→ What this task involves: Reproduce the following essay on men who wear women's clothing verbatim, in its entirety.

No Jack, You Can't Wear Panties | The Objectification Of Men

There's an ongoing debate between the men who like to wear 'womens' clothing and the women who say that such behavior is utterly unacceptable. The strongest argument I have encountered on the side of women who believe that men shouldn't be able to wear women's clothing is the argument that it simply isn't attractive.

Usually women who make this argument acknowledge intellectually that yes, clothing is just clothing and it doesn't have a gender per se, and that yes, everyone should be free to wear what they want to, but at the end of the day, they have the right to be attracted to whatever they want to be attracted to and that isn't a man in a pair of lace panties, thank you very much, mhhhmmm.

I can't and I won't argue that a woman should be attracted to a man who wears panties just because its entirely sexist and hypocritical for her not to be. I'm not going to say a woman is bad or evil for being unable to stomach a man who wears women's clothing, but I do think that she is blindly following the programming installed in her by her cultural experiences to the exclusion of finding a partner who truly loves and appreciates her and will treat her well. She's also not giving herself a chance to reassess her idea of what 'attractive' actually is. Believe it or not, attraction is not a concrete thing. It can change very quickly based on circumstances and both external and internal influences.

→ Given entries:

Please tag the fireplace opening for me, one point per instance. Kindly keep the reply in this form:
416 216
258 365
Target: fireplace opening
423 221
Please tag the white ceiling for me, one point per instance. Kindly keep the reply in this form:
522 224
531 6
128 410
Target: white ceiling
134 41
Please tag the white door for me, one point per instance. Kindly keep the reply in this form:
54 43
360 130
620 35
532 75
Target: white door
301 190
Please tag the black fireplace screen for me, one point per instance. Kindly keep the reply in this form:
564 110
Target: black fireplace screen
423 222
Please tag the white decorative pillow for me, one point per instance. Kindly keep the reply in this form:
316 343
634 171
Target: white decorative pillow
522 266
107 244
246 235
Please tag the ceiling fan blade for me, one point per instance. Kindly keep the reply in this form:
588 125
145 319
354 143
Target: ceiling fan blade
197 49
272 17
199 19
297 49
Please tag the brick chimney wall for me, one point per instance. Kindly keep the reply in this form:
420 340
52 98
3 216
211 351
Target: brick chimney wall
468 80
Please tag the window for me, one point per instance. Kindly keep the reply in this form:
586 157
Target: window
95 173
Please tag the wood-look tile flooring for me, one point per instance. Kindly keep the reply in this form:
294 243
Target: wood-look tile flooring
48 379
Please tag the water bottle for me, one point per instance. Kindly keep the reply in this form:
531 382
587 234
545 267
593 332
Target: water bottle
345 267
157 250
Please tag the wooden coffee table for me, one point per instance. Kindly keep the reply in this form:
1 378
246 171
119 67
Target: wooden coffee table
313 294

--

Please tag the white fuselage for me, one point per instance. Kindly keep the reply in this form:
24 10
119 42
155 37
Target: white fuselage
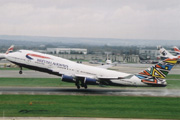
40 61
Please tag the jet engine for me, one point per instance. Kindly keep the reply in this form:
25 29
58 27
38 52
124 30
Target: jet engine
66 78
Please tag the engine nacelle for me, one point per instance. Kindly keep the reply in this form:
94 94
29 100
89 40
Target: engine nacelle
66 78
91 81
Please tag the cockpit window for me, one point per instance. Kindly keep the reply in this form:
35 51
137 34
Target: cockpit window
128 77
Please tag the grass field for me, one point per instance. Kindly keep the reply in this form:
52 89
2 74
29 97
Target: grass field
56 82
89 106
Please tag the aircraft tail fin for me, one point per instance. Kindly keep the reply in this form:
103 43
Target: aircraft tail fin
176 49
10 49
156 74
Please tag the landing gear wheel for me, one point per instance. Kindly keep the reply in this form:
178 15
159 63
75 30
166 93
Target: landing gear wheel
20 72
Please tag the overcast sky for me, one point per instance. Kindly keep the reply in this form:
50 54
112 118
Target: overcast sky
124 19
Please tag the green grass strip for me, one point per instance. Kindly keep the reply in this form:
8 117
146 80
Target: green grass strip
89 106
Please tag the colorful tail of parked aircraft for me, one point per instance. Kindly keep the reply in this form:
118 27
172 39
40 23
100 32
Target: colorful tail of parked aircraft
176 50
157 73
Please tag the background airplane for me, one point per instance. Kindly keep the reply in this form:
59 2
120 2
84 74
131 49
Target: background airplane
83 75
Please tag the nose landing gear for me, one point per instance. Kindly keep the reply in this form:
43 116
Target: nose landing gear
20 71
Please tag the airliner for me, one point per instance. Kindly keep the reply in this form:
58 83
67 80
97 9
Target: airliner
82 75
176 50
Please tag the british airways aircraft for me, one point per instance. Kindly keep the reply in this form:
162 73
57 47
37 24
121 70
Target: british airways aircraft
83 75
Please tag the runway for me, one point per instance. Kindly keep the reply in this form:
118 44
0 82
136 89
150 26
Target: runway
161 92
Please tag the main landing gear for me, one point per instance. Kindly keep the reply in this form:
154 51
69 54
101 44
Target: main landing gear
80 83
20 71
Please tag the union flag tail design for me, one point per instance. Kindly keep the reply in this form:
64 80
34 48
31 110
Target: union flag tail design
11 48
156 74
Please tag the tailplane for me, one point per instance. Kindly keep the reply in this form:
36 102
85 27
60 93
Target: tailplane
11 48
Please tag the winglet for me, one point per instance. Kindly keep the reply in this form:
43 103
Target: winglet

==

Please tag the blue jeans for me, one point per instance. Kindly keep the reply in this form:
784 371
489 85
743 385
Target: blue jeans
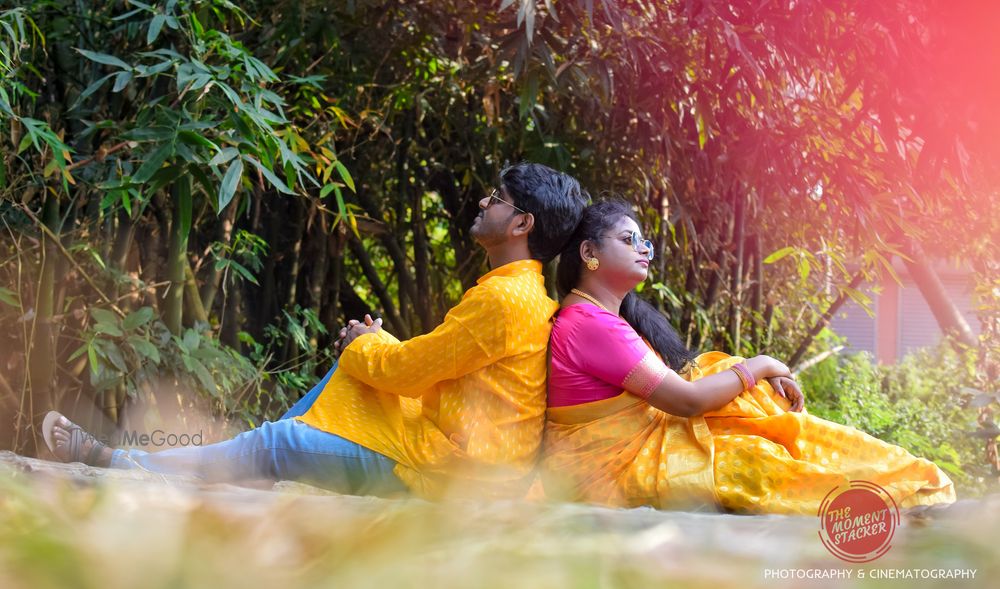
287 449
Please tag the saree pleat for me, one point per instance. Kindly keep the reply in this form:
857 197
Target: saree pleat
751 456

→ Complete output:
No Jack, You Can't Wear Panties | The Objectification Of Men

There's an ongoing debate between the men who like to wear 'womens' clothing and the women who say that such behavior is utterly unacceptable. The strongest argument I have encountered on the side of women who believe that men shouldn't be able to wear women's clothing is the argument that it simply isn't attractive.

Usually women who make this argument acknowledge intellectually that yes, clothing is just clothing and it doesn't have a gender per se, and that yes, everyone should be free to wear what they want to, but at the end of the day, they have the right to be attracted to whatever they want to be attracted to and that isn't a man in a pair of lace panties, thank you very much, mhhhmmm.

I can't and I won't argue that a woman should be attracted to a man who wears panties just because its entirely sexist and hypocritical for her not to be. I'm not going to say a woman is bad or evil for being unable to stomach a man who wears women's clothing, but I do think that she is blindly following the programming installed in her by her cultural experiences to the exclusion of finding a partner who truly loves and appreciates her and will treat her well. She's also not giving herself a chance to reassess her idea of what 'attractive' actually is. Believe it or not, attraction is not a concrete thing. It can change very quickly based on circumstances and both external and internal influences.